DATA FOR THIS EXERCISE -
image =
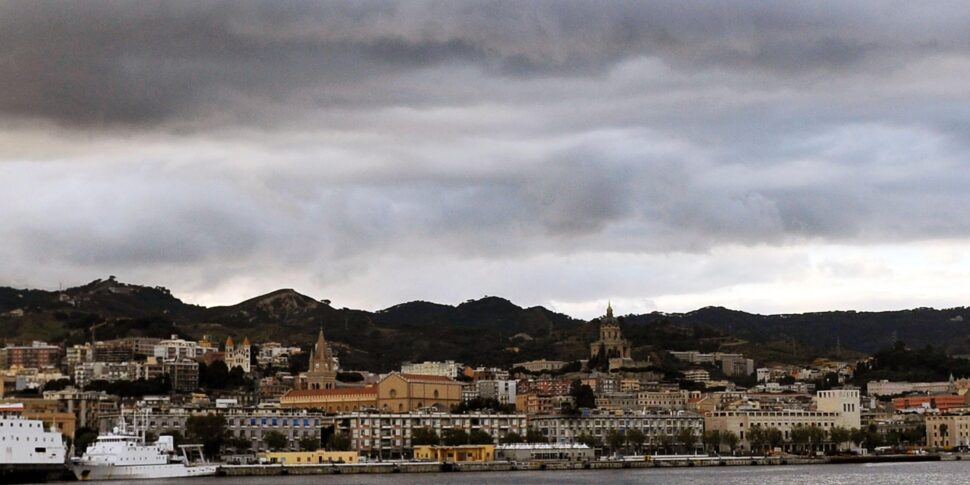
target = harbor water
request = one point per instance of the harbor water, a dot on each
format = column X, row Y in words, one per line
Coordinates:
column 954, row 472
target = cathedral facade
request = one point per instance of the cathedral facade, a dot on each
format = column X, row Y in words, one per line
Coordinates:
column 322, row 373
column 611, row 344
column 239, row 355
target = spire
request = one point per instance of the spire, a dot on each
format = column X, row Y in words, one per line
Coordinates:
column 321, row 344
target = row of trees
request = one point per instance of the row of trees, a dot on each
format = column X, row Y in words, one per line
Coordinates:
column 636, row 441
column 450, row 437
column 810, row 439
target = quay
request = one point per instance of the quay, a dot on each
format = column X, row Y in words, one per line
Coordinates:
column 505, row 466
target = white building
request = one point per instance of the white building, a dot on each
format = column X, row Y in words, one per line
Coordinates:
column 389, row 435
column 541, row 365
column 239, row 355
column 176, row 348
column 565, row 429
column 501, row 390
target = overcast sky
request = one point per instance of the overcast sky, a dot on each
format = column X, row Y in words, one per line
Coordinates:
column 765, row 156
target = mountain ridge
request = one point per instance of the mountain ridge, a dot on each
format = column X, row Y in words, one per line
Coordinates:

GOAL -
Copy all of the material above line for line, without changing anything, and leave the picture out of your copy.

TASK SOLUTION -
image =
target = harbor water
request = one point per instance of the harbor water, a dot on each
format = column X, row Y in words, one per line
Coordinates:
column 954, row 472
target = cathedral facade
request = one point per instance of the cathedral facade, a dot on each
format = column X, row Y in words, one per line
Coordinates:
column 322, row 373
column 611, row 344
column 239, row 355
target = spire
request = one point per instance of the spire, a dot on each
format = column X, row Y in words, one per line
Coordinates:
column 321, row 344
target = row of trees
request = one point per instance of the row of trees, a dot on each
format = column X, row Y in words, one per line
Coordinates:
column 636, row 441
column 450, row 437
column 810, row 439
target = quay
request = one point per instance of the quay, a dot on each
format = column X, row Y in words, one per line
Coordinates:
column 505, row 466
target = white building
request = one point per instance of the white building, a dot on each
format = column X, row Y in words, one per line
Coordinates:
column 389, row 435
column 541, row 365
column 239, row 355
column 176, row 348
column 565, row 429
column 501, row 390
target = overcast sky
request = one point per instance of the overcast sky, a dot on each
format = column X, row Y in words, one per line
Coordinates:
column 765, row 156
target = mountain ridge
request = one point per instance of the mountain ridge, a dot on each
format = column X, row Y in words, one per line
Coordinates:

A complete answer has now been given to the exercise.